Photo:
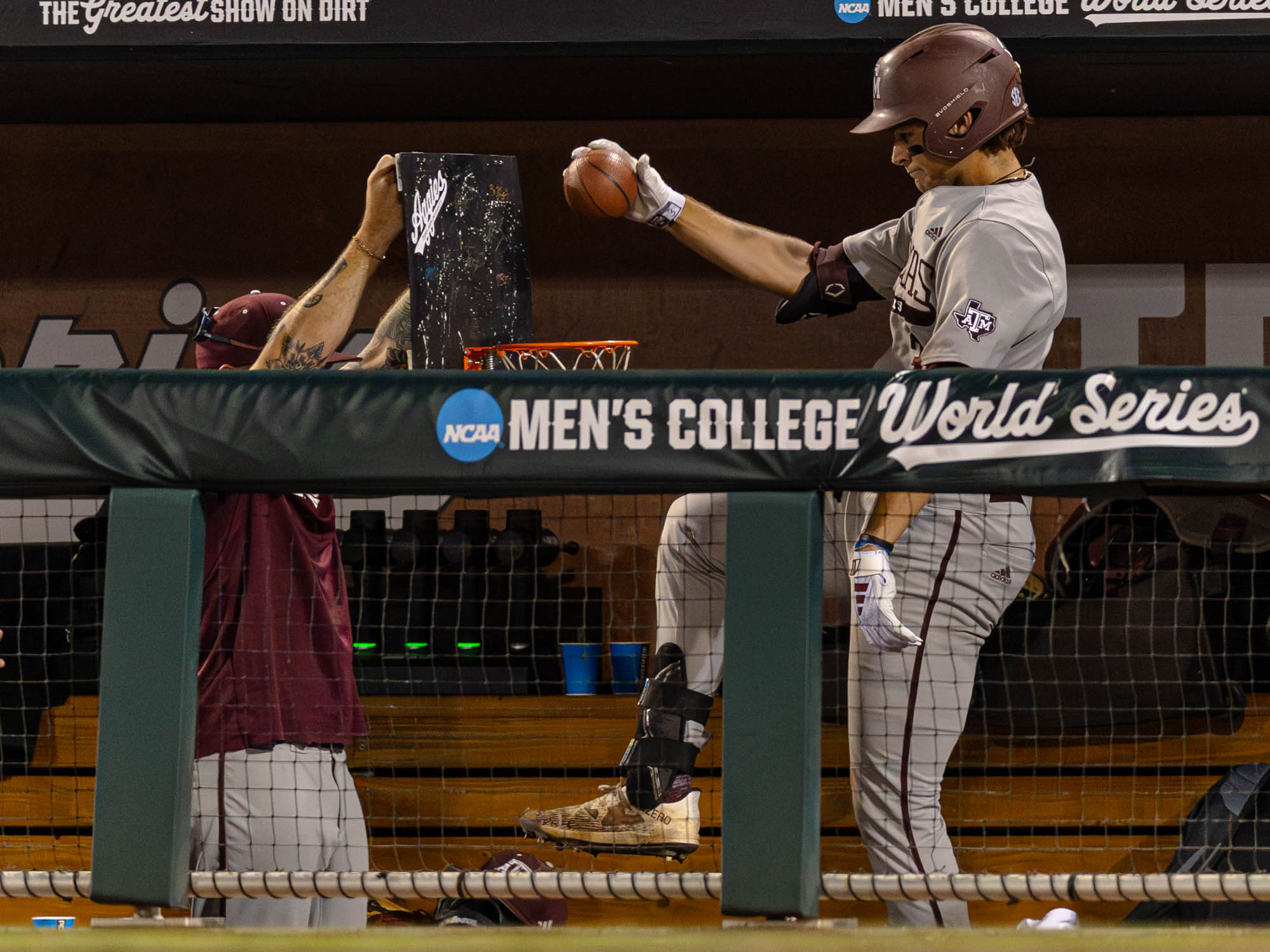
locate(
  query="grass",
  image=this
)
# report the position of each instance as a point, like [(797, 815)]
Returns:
[(627, 940)]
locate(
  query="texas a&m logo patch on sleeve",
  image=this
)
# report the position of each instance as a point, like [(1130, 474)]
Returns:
[(976, 321)]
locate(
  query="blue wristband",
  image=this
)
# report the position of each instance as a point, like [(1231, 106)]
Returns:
[(867, 540)]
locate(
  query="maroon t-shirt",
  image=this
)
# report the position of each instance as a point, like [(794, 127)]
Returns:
[(276, 645)]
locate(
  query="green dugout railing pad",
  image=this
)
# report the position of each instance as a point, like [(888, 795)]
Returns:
[(1060, 432)]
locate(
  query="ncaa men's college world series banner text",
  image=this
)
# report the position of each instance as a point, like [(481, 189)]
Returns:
[(443, 23), (1050, 433)]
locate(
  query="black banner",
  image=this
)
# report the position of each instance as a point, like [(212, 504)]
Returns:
[(509, 433), (666, 23)]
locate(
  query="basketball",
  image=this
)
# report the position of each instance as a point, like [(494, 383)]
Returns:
[(600, 185)]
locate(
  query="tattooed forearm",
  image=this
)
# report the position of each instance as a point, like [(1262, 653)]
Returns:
[(314, 294), (298, 356), (393, 334)]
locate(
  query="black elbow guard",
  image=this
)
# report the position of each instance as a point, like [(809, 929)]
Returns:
[(827, 289)]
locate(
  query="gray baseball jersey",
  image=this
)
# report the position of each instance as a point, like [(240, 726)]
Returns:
[(976, 277)]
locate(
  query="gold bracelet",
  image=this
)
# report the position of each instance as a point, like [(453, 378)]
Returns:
[(366, 251)]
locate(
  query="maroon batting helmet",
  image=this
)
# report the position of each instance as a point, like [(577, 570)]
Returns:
[(940, 74)]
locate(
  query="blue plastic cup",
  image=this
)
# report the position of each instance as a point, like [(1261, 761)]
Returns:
[(54, 922), (581, 668), (628, 659)]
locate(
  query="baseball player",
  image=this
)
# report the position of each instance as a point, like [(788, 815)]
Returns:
[(277, 700), (976, 279)]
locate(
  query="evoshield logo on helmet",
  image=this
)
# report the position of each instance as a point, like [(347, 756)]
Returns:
[(852, 11), (471, 426)]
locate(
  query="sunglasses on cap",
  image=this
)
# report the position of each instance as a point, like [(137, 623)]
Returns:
[(206, 322)]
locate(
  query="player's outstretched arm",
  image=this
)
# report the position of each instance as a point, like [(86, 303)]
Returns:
[(314, 327), (775, 262), (391, 345)]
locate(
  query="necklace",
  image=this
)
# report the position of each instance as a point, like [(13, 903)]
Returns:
[(1012, 175)]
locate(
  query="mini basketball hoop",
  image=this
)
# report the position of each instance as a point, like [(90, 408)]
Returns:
[(565, 356)]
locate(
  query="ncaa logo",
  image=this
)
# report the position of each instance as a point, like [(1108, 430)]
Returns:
[(471, 426), (852, 11)]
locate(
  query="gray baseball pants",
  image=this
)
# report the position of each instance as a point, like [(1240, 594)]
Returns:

§

Task details: Please copy the material from its beginning through the line that has "[(827, 289)]" and swap "wristband" for "armband" while keeping everything else the same. Omit the pictures from your answer.

The reply:
Photo:
locate(
  query="grass",
  image=this
)
# report the position of each instance as a point, like [(797, 815)]
Returns:
[(627, 940)]
locate(
  query="texas a&m logo patch on sleeve",
  image=this
)
# report the position of each instance as a point, like [(1130, 474)]
Returns:
[(976, 321)]
locate(
  query="blue armband",
  image=this
)
# report the position of each instance as a point, like [(1231, 106)]
Returns:
[(867, 540)]
locate(
  query="maroon t-shirt",
  image=this
)
# report the position of each instance as a point, like [(794, 127)]
Returns:
[(276, 645)]
locate(
  query="green dugout railing pad",
  image=this
)
# report the position of each instance as a point, like [(888, 795)]
Returns:
[(1060, 432)]
locate(
  query="ncaa men's college world series banner text",
  image=this
)
# report the position of each instance as a point, like [(481, 189)]
Returns:
[(443, 23), (1050, 433)]
locate(
  query="black banner",
  image=this
)
# report the position of each instance as a point, like [(212, 504)]
Returns:
[(509, 433), (666, 23)]
locate(
  query="basketball",
  image=this
)
# report the position of each instance as a point, like [(494, 383)]
Returns:
[(600, 185)]
locate(
  query="tattooed forearm",
  image=this
)
# report the position of each instance as a point, like [(1262, 653)]
Returns:
[(314, 294), (298, 356), (393, 334)]
locate(
  query="black elbow guard",
  image=this
)
# report the position of each instance as a point, like [(809, 929)]
Returns:
[(827, 289)]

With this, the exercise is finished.